ARTICLE:
□ □ □ □ □

4 Isolated Speech recognition Model

For performing isolated speech recognition experiments we used the same ASR classifier model described in Figure 2. The dense layer in the model consists of linear activation function. The last time step output of the TCN layer is passed to the dense layer with two hidden units. The model was trained for 100 epochs using adam optimizer with a batch size of one. We used categorical cross entropy as the loss function for the model. The validation split hyper parameter was set to a value of 0.1.

We also tried performing sentence identification task from a pair of given sentences using EEG features using the siamese network described by authors in [9]. In [9] authors used it for image recognition task. The siamese network is especially useful when we have few examples per label to train the classifier or deep model. Our siamese network consists of two TCN layers with 128 filters connected in parallel, the last time step output of each of the TCN layer is connected to a dense layer with 64 hidden units with sigmoid activation function to derive the embeddings for the given pair of the input. Then L1 distance is calculated between the embeddings. The L1 distance is passed to a dense layer with sigmoid activation. The model is trained for 100 epochs with batch size one and using adam as the optimizer. We used binary cross entropy as the loss function and the validation split hyper parameter was set to a value of 0.1. During test time a pair of EEG features are fed to the siamese network as input and the model outputs one if both features represents the same English sentence else, the model outputs zero.

□ □ □ □ □

RECORDS SHOWN:
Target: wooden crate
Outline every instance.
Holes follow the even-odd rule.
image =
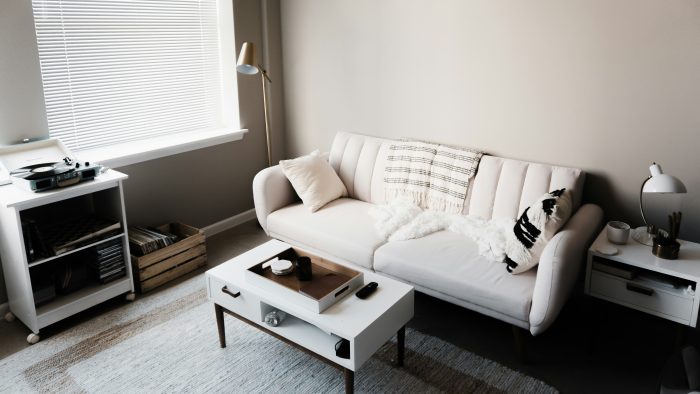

□ □ □ □ □

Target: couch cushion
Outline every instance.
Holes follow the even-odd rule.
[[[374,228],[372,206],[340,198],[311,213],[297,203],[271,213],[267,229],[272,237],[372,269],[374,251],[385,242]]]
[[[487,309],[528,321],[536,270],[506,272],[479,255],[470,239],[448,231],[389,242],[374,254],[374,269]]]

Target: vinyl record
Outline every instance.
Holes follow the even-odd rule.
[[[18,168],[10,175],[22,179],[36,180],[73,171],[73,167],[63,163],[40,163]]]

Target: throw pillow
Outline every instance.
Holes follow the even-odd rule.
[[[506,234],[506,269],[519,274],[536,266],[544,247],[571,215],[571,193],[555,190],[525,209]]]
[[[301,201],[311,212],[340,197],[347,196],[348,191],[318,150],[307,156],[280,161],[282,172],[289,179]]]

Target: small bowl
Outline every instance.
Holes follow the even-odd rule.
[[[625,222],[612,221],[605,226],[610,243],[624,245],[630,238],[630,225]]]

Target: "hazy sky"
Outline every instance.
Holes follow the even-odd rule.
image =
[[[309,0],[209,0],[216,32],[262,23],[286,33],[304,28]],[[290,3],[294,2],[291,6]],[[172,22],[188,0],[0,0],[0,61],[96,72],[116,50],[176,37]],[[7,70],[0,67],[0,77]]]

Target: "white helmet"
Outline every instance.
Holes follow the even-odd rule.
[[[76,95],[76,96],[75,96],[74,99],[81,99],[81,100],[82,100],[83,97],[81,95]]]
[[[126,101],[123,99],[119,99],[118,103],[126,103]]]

□ □ □ □ □

PROBLEM 1: Retype the records, starting at the line that contains "Target: throw pillow" and ending at the line that contains "[[[126,101],[123,99],[119,99],[118,103],[126,103]]]".
PROBLEM 2: Write what comes next in the text on isolated speech recognition from EEG features.

TASK OUTPUT 1:
Target: throw pillow
Outline every instance.
Holes follow the even-odd rule.
[[[506,234],[506,269],[519,274],[536,266],[544,247],[571,215],[571,193],[555,190],[525,209]]]
[[[301,201],[311,212],[340,197],[347,196],[348,191],[318,150],[307,156],[280,161],[282,172],[289,179]]]

Target: small bowl
Outline every instance.
Holes follow the even-odd rule.
[[[625,222],[612,221],[605,226],[610,243],[624,245],[630,238],[630,225]]]

Target: "hazy sky"
Outline every instance.
Holes follow the even-odd rule.
image =
[[[309,0],[209,0],[216,32],[262,23],[286,33],[304,28]],[[290,3],[294,2],[291,6]],[[172,22],[188,0],[0,0],[0,61],[96,72],[116,50],[176,37]],[[7,70],[0,67],[0,77]]]

Target: "white helmet"
Outline every instance.
Holes follow the even-odd rule.
[[[76,95],[76,96],[75,96],[74,99],[81,99],[81,100],[82,100],[83,97],[81,95]]]
[[[126,101],[123,99],[119,99],[118,103],[126,103]]]

TASK OUTPUT 2:
5 Continuous Speech recognition Model

For performing continuous speech recognition experiments we used the connectionist temporal classification (CTC) [15, 6] model described in Figure 1 in [5] with the exact same hyper parameters and training parameters used by authors in [5] but the encoder layers in the CTC model were initialized with random weights [3, 1]. An external language model was also used during inference time like the ones used by authors in [5]. The CTC model we used in this work is different from the ones used by authors in [1].

Figure 1: Architecture of our proposed separation model
Figure 2: Architecture of the ASR classifier model used in our proposed separation model

6 Data Sets used for performing experiments

For performing continuous speech recognition experiments using EEG we used Data set B used by authors in [1]. It basically consists of listen EEG and spoken EEG recordings from 15 subjects recorded in presence of a background noise of 50dB.

For performing isolated speech recognition experiments we used first two unique sentences from Data set B used by authors in [1], consisting of a total of 90 EEG recording examples for spoken, listen condition. The same data set was used to train our separation model described in Figure 1. Since there were only two unique sentences, hence the ASR classifier model’s final dense layer had two hidden units with softmax activation function. We considered EEG samples for only two unique sentences since we were interested in faster training of the simultaneous regression and ASR classifier models. More details of the data set B, EEG experiment design, EEG recording hardware etc are covered in [1].

For training separation and regression model we used 80% of the total data as training set, remaining 10% as validation set and rest 10% as test set. The train-test split was done randomly. There was no overlap between training, testing and validation set. For training continuous speech recognition and isolated speech recognition models we performed experiments first where we used 80% of the data as training set, remaining 10% as validation set and rest 10% as test set and then we performed experiments where we used data from first 13 subjects as training set, 14th subject data as validation set and last subject data as test set.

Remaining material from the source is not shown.